# INFORMATION GIVEN:
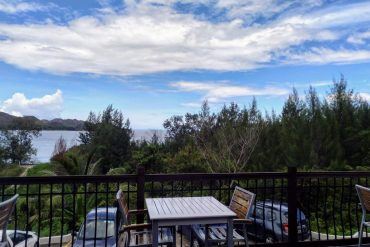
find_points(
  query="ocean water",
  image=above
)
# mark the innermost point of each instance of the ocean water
(45, 143)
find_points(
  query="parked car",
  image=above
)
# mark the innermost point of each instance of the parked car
(18, 238)
(270, 222)
(106, 228)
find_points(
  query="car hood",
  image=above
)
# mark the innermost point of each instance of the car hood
(111, 242)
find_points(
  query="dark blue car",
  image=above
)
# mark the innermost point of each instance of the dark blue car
(270, 222)
(100, 230)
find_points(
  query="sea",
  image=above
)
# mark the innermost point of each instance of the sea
(45, 143)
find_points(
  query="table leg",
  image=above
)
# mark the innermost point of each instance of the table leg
(206, 235)
(155, 233)
(230, 241)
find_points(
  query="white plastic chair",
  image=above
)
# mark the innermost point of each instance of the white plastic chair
(364, 196)
(6, 210)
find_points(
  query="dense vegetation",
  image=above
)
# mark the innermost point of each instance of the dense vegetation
(311, 132)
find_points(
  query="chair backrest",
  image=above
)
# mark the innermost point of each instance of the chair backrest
(241, 202)
(6, 210)
(364, 196)
(122, 206)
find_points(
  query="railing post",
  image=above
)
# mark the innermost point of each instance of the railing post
(292, 206)
(140, 192)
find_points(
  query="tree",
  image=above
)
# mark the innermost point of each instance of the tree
(16, 144)
(108, 137)
(225, 140)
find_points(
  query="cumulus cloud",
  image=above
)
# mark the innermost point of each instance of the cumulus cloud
(45, 107)
(12, 7)
(151, 36)
(220, 92)
(365, 96)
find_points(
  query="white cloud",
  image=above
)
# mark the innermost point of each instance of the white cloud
(359, 38)
(46, 107)
(150, 38)
(12, 7)
(216, 92)
(326, 56)
(365, 96)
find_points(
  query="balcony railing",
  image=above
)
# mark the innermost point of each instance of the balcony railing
(326, 201)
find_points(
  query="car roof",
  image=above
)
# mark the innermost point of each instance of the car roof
(101, 213)
(273, 204)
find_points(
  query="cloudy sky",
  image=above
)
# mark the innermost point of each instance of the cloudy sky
(156, 58)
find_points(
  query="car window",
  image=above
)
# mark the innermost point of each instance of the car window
(259, 213)
(102, 227)
(18, 238)
(270, 215)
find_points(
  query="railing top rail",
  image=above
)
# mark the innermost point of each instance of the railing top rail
(67, 179)
(328, 174)
(212, 176)
(175, 177)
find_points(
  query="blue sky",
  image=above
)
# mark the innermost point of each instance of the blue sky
(157, 58)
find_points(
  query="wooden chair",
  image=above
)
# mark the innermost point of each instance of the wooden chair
(241, 204)
(6, 210)
(364, 196)
(135, 235)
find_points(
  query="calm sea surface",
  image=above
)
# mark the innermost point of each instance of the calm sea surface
(46, 142)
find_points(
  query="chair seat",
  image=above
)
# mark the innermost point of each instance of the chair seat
(217, 233)
(144, 238)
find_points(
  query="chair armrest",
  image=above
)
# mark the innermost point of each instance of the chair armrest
(138, 211)
(242, 221)
(135, 227)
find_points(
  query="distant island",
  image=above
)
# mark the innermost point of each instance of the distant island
(7, 120)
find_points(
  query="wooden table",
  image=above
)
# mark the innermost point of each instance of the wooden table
(188, 211)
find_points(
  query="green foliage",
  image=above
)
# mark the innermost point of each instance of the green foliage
(16, 144)
(44, 169)
(108, 137)
(11, 170)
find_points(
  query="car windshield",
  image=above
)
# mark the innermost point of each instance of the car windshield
(300, 215)
(102, 227)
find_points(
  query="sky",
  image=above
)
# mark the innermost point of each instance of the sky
(157, 58)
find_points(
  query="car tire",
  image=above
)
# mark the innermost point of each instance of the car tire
(269, 239)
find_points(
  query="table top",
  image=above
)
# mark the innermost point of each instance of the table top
(187, 208)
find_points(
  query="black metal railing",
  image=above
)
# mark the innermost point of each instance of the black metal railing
(296, 208)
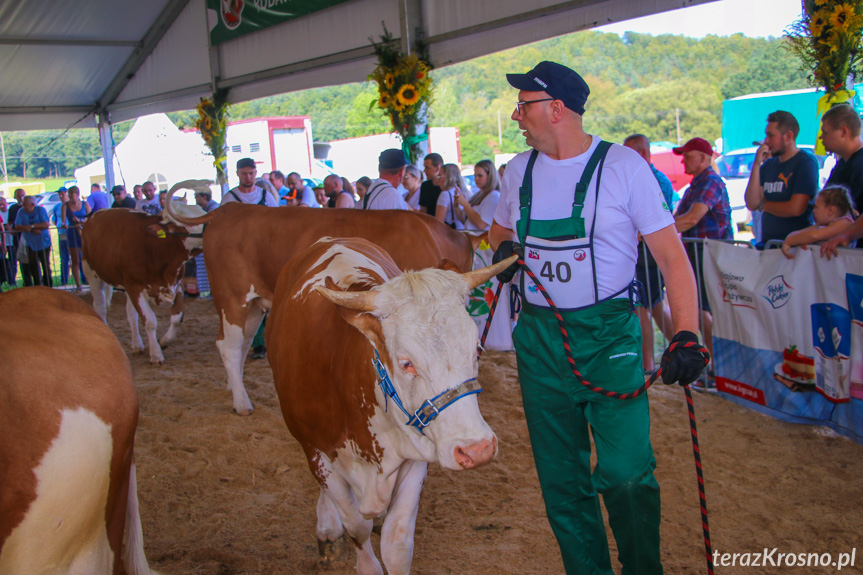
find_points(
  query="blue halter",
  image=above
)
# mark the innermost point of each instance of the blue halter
(430, 408)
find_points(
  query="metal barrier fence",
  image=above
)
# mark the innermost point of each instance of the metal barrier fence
(695, 251)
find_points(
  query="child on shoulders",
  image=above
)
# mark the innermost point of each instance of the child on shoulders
(833, 213)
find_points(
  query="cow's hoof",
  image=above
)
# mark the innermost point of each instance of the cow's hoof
(329, 551)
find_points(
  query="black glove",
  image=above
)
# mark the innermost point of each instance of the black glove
(505, 250)
(682, 364)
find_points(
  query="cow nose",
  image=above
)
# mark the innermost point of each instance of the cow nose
(476, 454)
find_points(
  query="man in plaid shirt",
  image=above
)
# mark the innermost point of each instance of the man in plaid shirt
(704, 212)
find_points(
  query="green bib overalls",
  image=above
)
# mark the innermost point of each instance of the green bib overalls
(606, 345)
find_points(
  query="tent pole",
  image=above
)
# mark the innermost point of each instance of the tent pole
(411, 29)
(107, 141)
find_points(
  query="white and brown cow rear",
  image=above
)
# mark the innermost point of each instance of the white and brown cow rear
(145, 255)
(376, 375)
(68, 498)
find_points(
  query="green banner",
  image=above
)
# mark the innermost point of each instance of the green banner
(236, 18)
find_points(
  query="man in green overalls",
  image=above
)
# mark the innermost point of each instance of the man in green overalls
(573, 207)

# WORK TO COMPLETE:
List every line above that contains the string "brown", matching case exactly.

# RESULT BELOW:
  query="white and brown cow rear",
# mark the innermost point of each instance of the white and brown cow rear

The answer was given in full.